To be done:
1) Rewrite the bean garden blog, beginning at the words "Tuesday, 11 June" and stopping after "of the Apocalypse.", with "Holy Trinity" changed to "Three Sisters".
2) In the bean garden blog, what dish are the Greek beans traditionally used in?

Showing posts with label runner beans. Show all posts
Showing posts with label runner beans. Show all posts

Thursday, 7 November 2024

Full Of Beans

 


Cherokee Trail of Tears

Beans
Greek Gigante Soup Beans





Barlotti Beans


Runner Bean



In full flush 9th August 

Starting out June 1st


Greek Gigantes podded

This year I have had a bit of a go at climbing beans. I always grow runner beans. Barlotti beans have become a fixture too, grown for drying in the pod and storing until needed in the following 12 months. 

Two novelties this year have been Greek Giant Soup Beans (or just Greek Gigantes beans) and Cherokee Trail of Tears.  The Greek beans are white butter beans and traditionally used in a baked bean dish called Gigantes Plaki. The pods are shorter and wider than runner beans and seemed to be vary widely in the number of beans per pod.  Despite my early fears about poor yield they delivered a good crop.  The taste and texture were ample reward for the effort and we recently enjoyed our first (of many) Plakis so much that we have committed to grow them again, using our home saved seeds.

Cherokee Trail of Tears will have to wait for another post because they haven't been podded yet

 



Tuesday, 11 June 2024

Biblical Beans


 

Forget the Holy Trinity planting scheme (Sweetcorn/Climbing Beans/Squash) I'm going for the 4 Apostles - hopefully not the 4 Horsemen of the Apocalypse.


For the record the 4 wigwams are Greek Soup Giant Beans, Cherokee Trail of Tears, Barlotti Tongues of Fire and a mixture of Runner beans (Scarlet Emperor, White Lady, Painted Lady) 

Wednesday, 21 June 2023

The Shark has Jumped...

Been a bit busy since my last post. Too much gardening, and especially weeding to do. The school had a plant sale to be prepared for. To add to the mix I was allocated a place "on the shelf" at our allotment site just as the growing season got into full swing. Happily there have been family events too. The shark is a visitor to Alnwick Castle Gardens - a great otherwise safe place to take grandchildren without foregoing horticulture! (Mind you they do have "The Poison Garden" behind a closed gate.) Excuses aside, here is the current state of play at the plot:


Pride of place goes to the potatoes.  Here's the maincrop



and here's the earlies:


The soft fruit has only recently been netted


This shot takes in the broad beans, cucurbits and bean wigwams. (There are two Shark's fin Melons amongst them!!)


And here is the reverse view of the broad beans with Jerusalem artichoke, rhubarb and peas in front


This picture shows the end of the spring cabbages with short rows of parsnip, celeriac and celery beyond


And on to the brassicas hiding under their protective netting.


and the alliums all grown from seed.  (The bed to the left is going to be carrots now that the rain has finally arrived.)

 

Hope you enjoyed this brief tour.

Dataset rows:
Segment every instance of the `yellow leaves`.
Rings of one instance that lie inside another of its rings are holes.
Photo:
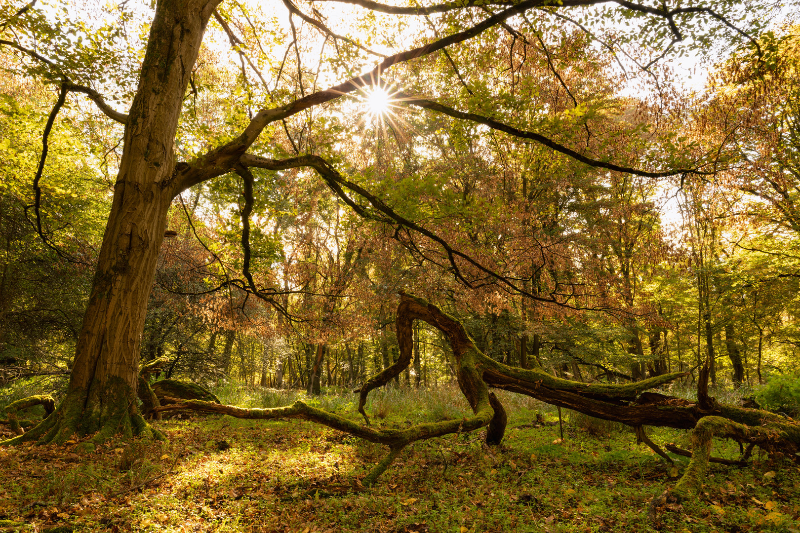
[[[773,523],[779,523],[783,522],[783,515],[778,512],[772,512],[764,516],[764,519],[768,522],[772,522]]]

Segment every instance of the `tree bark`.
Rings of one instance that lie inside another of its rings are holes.
[[[404,429],[376,430],[370,427],[370,419],[364,409],[370,392],[398,376],[411,364],[414,353],[413,324],[414,320],[425,320],[444,333],[452,348],[453,365],[458,387],[473,409],[474,416],[460,420],[423,423]],[[641,438],[646,439],[641,428],[645,425],[663,426],[679,429],[697,428],[695,437],[703,438],[710,428],[720,436],[732,436],[756,443],[772,450],[796,452],[800,443],[800,431],[793,422],[777,415],[756,409],[746,409],[720,404],[708,396],[707,365],[700,371],[698,400],[691,402],[680,398],[647,392],[649,389],[670,383],[685,373],[673,373],[649,380],[623,384],[587,384],[554,377],[543,370],[528,370],[510,367],[478,350],[463,325],[457,319],[443,312],[435,305],[421,298],[402,294],[398,308],[397,337],[400,348],[398,360],[389,368],[370,377],[359,389],[358,412],[367,427],[353,420],[312,408],[302,402],[274,409],[245,409],[207,402],[190,401],[159,408],[159,411],[182,408],[227,414],[238,418],[277,419],[298,417],[314,420],[347,432],[371,442],[389,447],[389,453],[365,478],[364,484],[374,483],[388,467],[404,447],[415,440],[462,432],[474,431],[489,426],[486,438],[489,444],[498,444],[505,432],[505,412],[488,388],[502,388],[541,400],[559,408],[578,411],[590,416],[622,422],[634,428]],[[717,420],[723,420],[718,422]],[[701,420],[708,421],[700,424]],[[710,424],[709,426],[708,424]],[[702,475],[702,463],[705,456],[705,440],[698,440],[701,451],[694,468],[693,481]],[[693,456],[693,462],[695,462]],[[687,469],[687,472],[691,469]],[[688,483],[688,482],[687,482]],[[686,483],[684,483],[686,484]],[[680,485],[680,483],[679,483]]]
[[[742,364],[742,354],[736,345],[734,324],[730,323],[725,324],[725,345],[728,349],[730,366],[734,368],[734,387],[738,388],[745,380],[745,367]]]
[[[122,432],[158,438],[138,412],[139,348],[170,204],[179,193],[174,144],[183,97],[219,0],[160,0],[128,113],[114,200],[66,396],[22,440],[86,448]],[[14,444],[6,441],[6,444]]]
[[[414,328],[414,386],[419,388],[422,381],[422,365],[419,356],[419,324]]]

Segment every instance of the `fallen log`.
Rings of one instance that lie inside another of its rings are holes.
[[[452,347],[453,366],[456,370],[458,387],[472,408],[474,416],[462,420],[420,424],[405,430],[373,429],[364,408],[369,394],[373,389],[399,376],[410,365],[413,355],[412,324],[416,320],[427,322],[447,337]],[[688,372],[674,372],[642,381],[611,384],[570,381],[551,376],[542,369],[509,367],[478,350],[457,319],[421,298],[405,293],[400,295],[396,328],[400,347],[399,358],[394,364],[370,377],[358,391],[358,410],[363,416],[366,426],[299,401],[286,408],[245,409],[190,400],[162,406],[156,411],[191,409],[237,418],[262,420],[302,418],[371,442],[386,444],[389,453],[370,472],[366,483],[374,483],[400,451],[414,440],[474,431],[488,425],[487,444],[499,444],[505,432],[506,415],[499,400],[489,392],[490,388],[524,394],[559,408],[639,428],[637,431],[638,439],[654,449],[657,449],[658,446],[644,434],[643,426],[693,430],[692,439],[695,444],[692,460],[674,490],[674,494],[682,495],[682,497],[690,497],[696,493],[702,482],[709,461],[712,435],[748,442],[770,452],[786,451],[791,457],[797,458],[794,452],[800,444],[800,428],[798,424],[790,419],[766,411],[719,404],[708,396],[707,366],[700,372],[698,400],[692,402],[648,392],[687,376]],[[666,455],[663,451],[662,454]],[[651,509],[658,508],[660,498],[654,499]]]

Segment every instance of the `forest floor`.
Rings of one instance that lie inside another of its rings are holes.
[[[384,427],[430,415],[410,411],[413,401],[382,413],[378,400],[373,420]],[[418,442],[372,488],[358,479],[385,450],[298,420],[191,416],[156,423],[169,444],[88,455],[74,445],[0,448],[0,531],[655,531],[647,503],[688,459],[674,456],[673,467],[632,431],[574,414],[558,442],[554,412],[531,401],[512,408],[499,447],[487,450],[482,432]],[[648,432],[657,443],[688,445],[686,432]],[[714,443],[712,455],[738,454],[735,443]],[[798,515],[800,468],[756,453],[747,467],[712,464],[702,497],[673,506],[659,529],[800,533]]]

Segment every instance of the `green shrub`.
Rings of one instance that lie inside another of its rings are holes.
[[[800,374],[774,376],[754,393],[756,401],[770,411],[793,418],[800,415]]]

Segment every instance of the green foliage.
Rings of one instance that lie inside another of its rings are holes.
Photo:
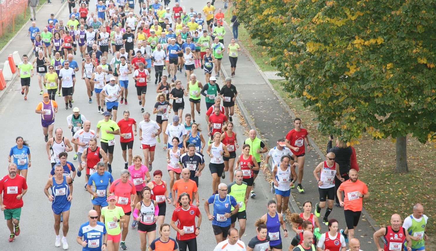
[[[436,142],[436,0],[234,1],[322,133]]]

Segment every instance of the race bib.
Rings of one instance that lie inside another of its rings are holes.
[[[413,233],[413,237],[418,237],[419,238],[422,238],[422,237],[424,237],[424,231],[415,232]]]
[[[118,227],[118,223],[116,221],[109,221],[108,222],[108,228],[109,229],[113,229]]]
[[[244,176],[251,176],[251,170],[249,169],[243,169],[242,175]]]
[[[97,190],[96,192],[99,197],[104,197],[106,196],[106,190]]]
[[[195,169],[197,169],[197,166],[194,164],[187,164],[186,167],[190,171],[195,171]]]
[[[146,215],[144,217],[144,223],[153,223],[153,221],[154,219],[152,215]]]
[[[66,190],[67,189],[65,187],[63,187],[60,189],[55,189],[54,190],[54,194],[56,196],[61,196],[62,195],[65,195],[66,194]]]
[[[192,234],[194,233],[194,226],[191,227],[183,226],[183,230],[185,231],[185,234]]]
[[[100,240],[88,240],[88,248],[98,248],[100,246]]]
[[[118,204],[121,205],[127,205],[129,202],[129,198],[125,197],[118,197]]]
[[[225,221],[227,220],[227,218],[226,218],[225,216],[224,216],[224,214],[217,214],[217,220],[218,221]]]
[[[11,194],[13,193],[18,193],[18,187],[7,187],[7,193],[8,194]]]
[[[277,241],[279,239],[279,237],[280,236],[280,232],[268,233],[268,235],[269,236],[270,241]]]
[[[27,163],[27,159],[18,159],[17,162],[18,163],[18,166],[25,165]]]
[[[389,242],[389,251],[401,251],[402,249],[402,243],[400,242]]]
[[[113,146],[115,144],[115,139],[111,139],[110,140],[108,140],[108,145],[109,145],[109,146]]]
[[[347,195],[348,197],[348,200],[352,200],[358,199],[359,197],[357,196],[358,193],[358,192],[351,192],[351,193],[347,193]]]
[[[304,140],[303,139],[299,139],[295,141],[295,146],[300,147],[303,146]]]
[[[165,195],[156,195],[154,197],[156,202],[160,203],[165,201]]]

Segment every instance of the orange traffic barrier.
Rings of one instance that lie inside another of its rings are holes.
[[[4,81],[3,77],[3,70],[0,69],[0,90],[3,90],[6,88],[6,81]]]
[[[15,66],[15,63],[14,61],[12,54],[9,54],[7,57],[7,60],[9,61],[9,66],[10,67],[11,71],[12,72],[12,74],[15,73],[15,71],[17,71],[17,66]]]

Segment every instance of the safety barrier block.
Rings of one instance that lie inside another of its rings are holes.
[[[11,70],[10,66],[9,66],[9,61],[7,60],[4,61],[4,64],[3,65],[3,77],[6,81],[10,81],[12,80],[14,74]]]

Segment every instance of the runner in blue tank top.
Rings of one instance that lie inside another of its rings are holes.
[[[230,217],[239,210],[239,207],[235,197],[227,194],[227,185],[221,183],[218,185],[218,194],[213,194],[204,202],[204,209],[208,219],[212,221],[212,227],[217,243],[219,243],[227,238],[227,233],[230,228]],[[211,214],[209,204],[213,204],[213,214]],[[231,210],[232,206],[235,209]]]
[[[282,236],[280,227],[283,228],[283,237],[288,237],[288,231],[283,220],[283,215],[276,212],[277,204],[271,200],[268,201],[267,208],[268,212],[261,218],[266,222],[268,236],[269,236],[269,247],[273,251],[282,249]]]

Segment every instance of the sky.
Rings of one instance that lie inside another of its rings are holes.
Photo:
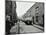
[[[16,12],[18,17],[22,17],[28,9],[30,9],[35,3],[30,2],[16,2]]]

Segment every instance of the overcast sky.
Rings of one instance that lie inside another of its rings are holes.
[[[17,8],[16,8],[16,12],[17,12],[17,16],[21,17],[22,15],[24,15],[24,13],[27,12],[27,10],[32,7],[32,5],[34,5],[35,3],[29,3],[29,2],[16,2]]]

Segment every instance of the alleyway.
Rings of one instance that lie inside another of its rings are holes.
[[[39,33],[43,32],[43,27],[38,26],[38,25],[26,25],[24,22],[20,21],[19,23],[19,33]],[[11,28],[11,32],[17,32],[18,29],[16,29],[18,25],[15,25]],[[16,30],[16,31],[15,31]]]

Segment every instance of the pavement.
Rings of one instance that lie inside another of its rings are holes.
[[[18,24],[15,24],[10,30],[11,33],[18,33],[18,29],[20,30],[19,33],[25,34],[25,33],[41,33],[43,32],[43,27],[38,25],[26,25],[24,22],[18,22]],[[19,27],[19,28],[18,28]]]

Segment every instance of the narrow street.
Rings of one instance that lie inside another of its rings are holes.
[[[43,32],[43,27],[40,27],[38,25],[26,25],[24,22],[20,21],[19,23],[19,33],[23,34],[23,33],[40,33]],[[16,27],[18,27],[18,25],[13,26],[14,28],[11,28],[11,32],[16,32],[18,29],[16,29]],[[16,31],[15,31],[16,30]]]

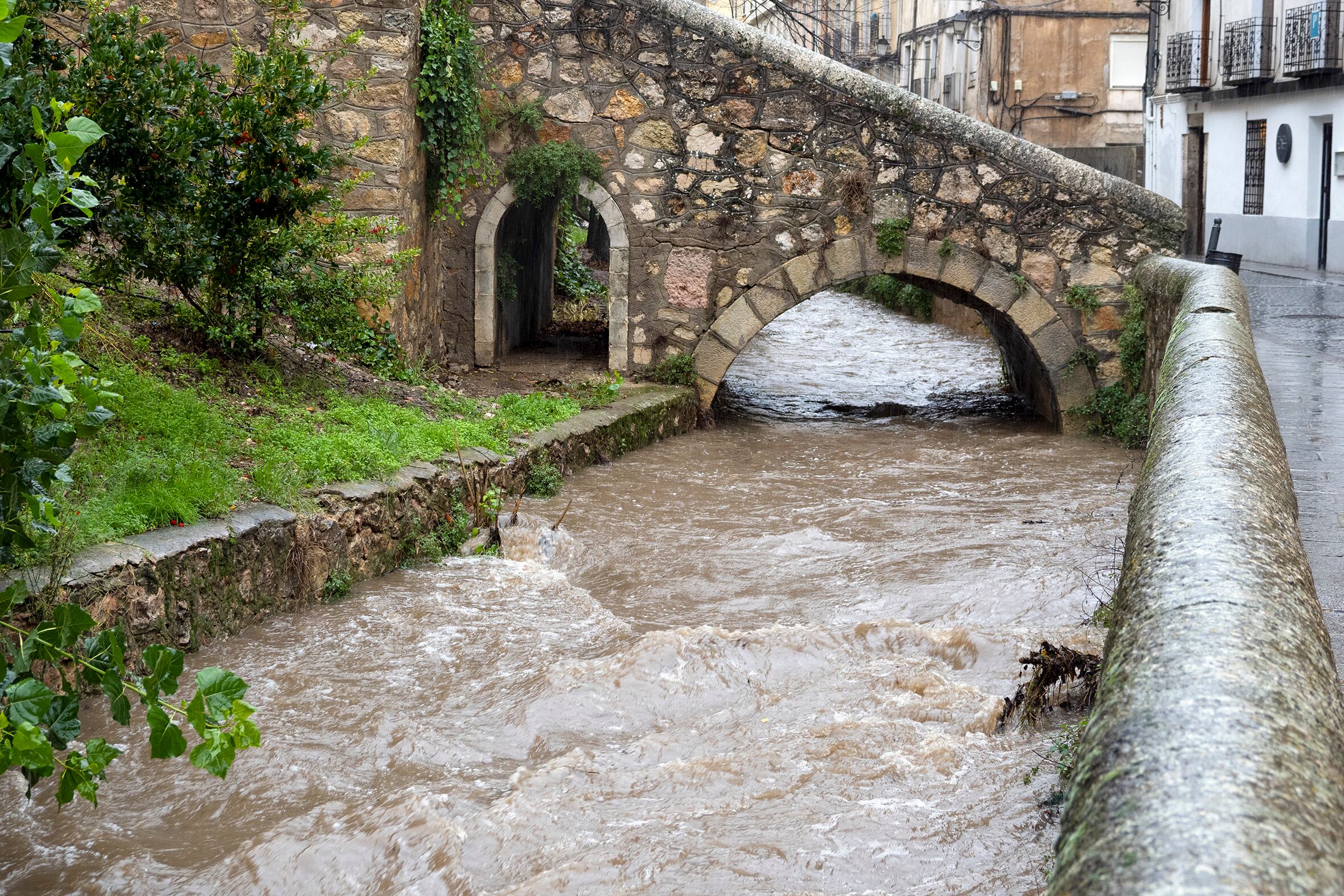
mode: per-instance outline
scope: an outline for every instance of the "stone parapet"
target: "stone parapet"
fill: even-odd
[[[1134,283],[1165,352],[1050,892],[1344,892],[1344,699],[1246,293]]]

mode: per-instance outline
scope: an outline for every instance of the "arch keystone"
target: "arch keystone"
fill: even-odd
[[[1011,283],[1012,281],[1008,282]],[[1013,290],[1016,289],[1017,286],[1015,283]],[[1008,317],[1011,317],[1012,322],[1017,325],[1017,329],[1027,336],[1034,336],[1036,330],[1046,326],[1046,324],[1059,320],[1059,314],[1055,313],[1055,309],[1051,308],[1050,302],[1043,300],[1040,293],[1036,290],[1028,290],[1019,296],[1017,301],[1008,309]]]
[[[938,243],[922,236],[906,236],[906,273],[913,277],[938,279],[942,273],[942,255]]]
[[[765,326],[751,310],[746,298],[738,298],[727,306],[710,328],[715,336],[722,339],[734,352],[741,352],[751,337]]]

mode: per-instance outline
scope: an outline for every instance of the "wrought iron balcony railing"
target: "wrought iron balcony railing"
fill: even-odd
[[[1208,46],[1198,31],[1167,39],[1167,90],[1184,93],[1211,87]]]
[[[1284,74],[1301,78],[1340,70],[1340,0],[1284,13]]]
[[[1242,19],[1223,30],[1223,83],[1274,79],[1274,20]]]

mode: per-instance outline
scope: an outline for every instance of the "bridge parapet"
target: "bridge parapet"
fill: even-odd
[[[1175,314],[1050,892],[1344,892],[1344,699],[1245,290],[1134,282]]]
[[[629,234],[626,314],[613,317],[610,337],[617,367],[673,352],[735,355],[739,347],[706,340],[730,309],[745,313],[743,294],[785,265],[824,265],[845,240],[870,247],[876,222],[906,219],[898,267],[929,267],[911,261],[927,246],[939,267],[974,257],[1016,275],[1023,308],[1000,309],[1001,341],[1020,390],[1060,422],[1063,407],[1118,379],[1120,286],[1184,228],[1180,210],[1154,193],[688,0],[478,0],[472,17],[497,89],[540,101],[538,137],[573,140],[603,160],[599,187]],[[491,149],[503,160],[530,138],[501,133]],[[492,239],[478,216],[492,199],[473,196],[466,227],[431,240],[421,294],[445,308],[419,324],[411,314],[407,341],[454,333],[445,348],[458,360],[478,360],[473,347],[493,343],[477,332],[473,283],[473,253]],[[864,259],[862,273],[886,265],[876,253]],[[810,294],[789,282],[796,301]],[[946,279],[933,285],[982,310]],[[1098,308],[1071,306],[1071,287]],[[1079,348],[1095,353],[1095,375],[1078,364]],[[702,395],[716,388],[715,368],[702,369]]]

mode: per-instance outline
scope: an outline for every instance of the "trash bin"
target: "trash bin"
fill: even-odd
[[[1220,253],[1218,251],[1218,236],[1223,232],[1223,219],[1214,219],[1214,232],[1208,235],[1208,251],[1204,253],[1206,265],[1218,265],[1219,267],[1231,267],[1234,274],[1242,273],[1242,257],[1236,253]]]

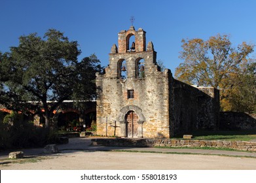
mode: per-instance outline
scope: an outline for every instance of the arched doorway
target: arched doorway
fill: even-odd
[[[79,114],[69,111],[60,112],[58,116],[58,127],[62,130],[65,129],[72,131],[74,127],[79,125]]]
[[[127,137],[137,137],[138,136],[138,120],[139,117],[137,114],[130,110],[126,115],[126,121],[127,122]]]

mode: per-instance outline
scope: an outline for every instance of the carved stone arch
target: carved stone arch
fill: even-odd
[[[122,77],[122,62],[125,61],[124,59],[121,58],[117,61],[117,77],[120,78]]]
[[[134,40],[136,39],[136,37],[135,36],[135,33],[128,33],[127,35],[126,35],[126,52],[130,52],[131,51],[130,50],[130,38],[132,37],[132,36],[134,36]],[[136,41],[134,41],[134,43],[136,42]]]
[[[145,122],[144,115],[142,114],[142,110],[139,107],[136,105],[128,105],[121,108],[120,114],[117,120],[120,124],[121,135],[122,137],[127,137],[127,122],[126,121],[126,114],[129,112],[134,111],[139,117],[137,122],[138,127],[138,135],[137,137],[143,137],[143,124]]]
[[[145,63],[141,63],[141,59],[144,60],[145,62],[144,58],[141,57],[139,57],[135,60],[135,76],[137,78],[145,78]]]

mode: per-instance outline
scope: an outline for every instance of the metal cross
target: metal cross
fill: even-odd
[[[132,16],[131,18],[130,18],[130,20],[131,21],[132,26],[134,26],[134,22],[135,20],[134,16]]]

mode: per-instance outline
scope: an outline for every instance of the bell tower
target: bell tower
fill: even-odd
[[[120,137],[158,137],[156,131],[151,129],[156,122],[157,127],[165,129],[162,135],[168,137],[168,109],[162,108],[163,104],[168,106],[168,96],[163,93],[169,93],[169,76],[156,64],[152,42],[146,44],[146,32],[141,28],[136,31],[132,25],[128,30],[120,31],[118,45],[113,45],[109,56],[105,73],[96,77],[100,88],[97,133],[111,135],[115,130],[115,134]],[[106,127],[106,116],[119,128],[114,129],[107,124]]]
[[[131,26],[119,33],[118,47],[114,44],[111,48],[106,74],[118,78],[144,78],[153,71],[151,67],[155,67],[154,71],[159,70],[152,42],[146,46],[146,32],[141,28],[136,31]]]

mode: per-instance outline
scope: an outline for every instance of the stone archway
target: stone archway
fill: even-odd
[[[136,116],[134,116],[135,114]],[[132,116],[128,117],[129,115],[132,115]],[[137,125],[136,129],[134,128],[133,129],[133,130],[135,130],[136,131],[133,133],[132,135],[130,135],[130,132],[128,134],[128,127],[129,127],[129,125],[132,125],[130,123],[131,122],[130,122],[129,124],[129,122],[127,120],[127,118],[128,118],[128,120],[130,121],[129,118],[132,118],[132,120],[135,120],[136,123],[134,123],[134,124]],[[122,137],[132,138],[143,137],[143,124],[145,121],[145,117],[142,114],[142,110],[139,107],[136,105],[128,105],[123,107],[120,110],[118,120],[120,124],[120,133]]]

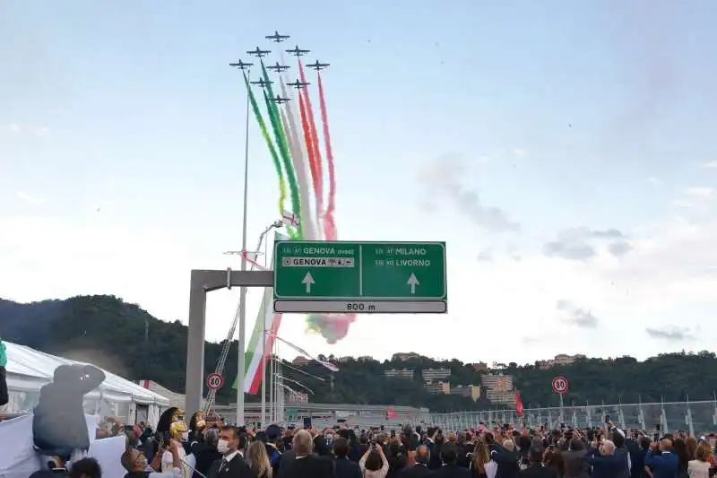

Solutions:
1)
Tuesday, 11 June 2024

Biblical Beans


 

Forget the Three Sisters planting scheme (Sweetcorn/Climbing Beans/Squash) I'm going for the 4 Apostles - hopefully not the 4 Horsemen of the Apocalypse.

2) A baked bean dish called Gigantes Plaki.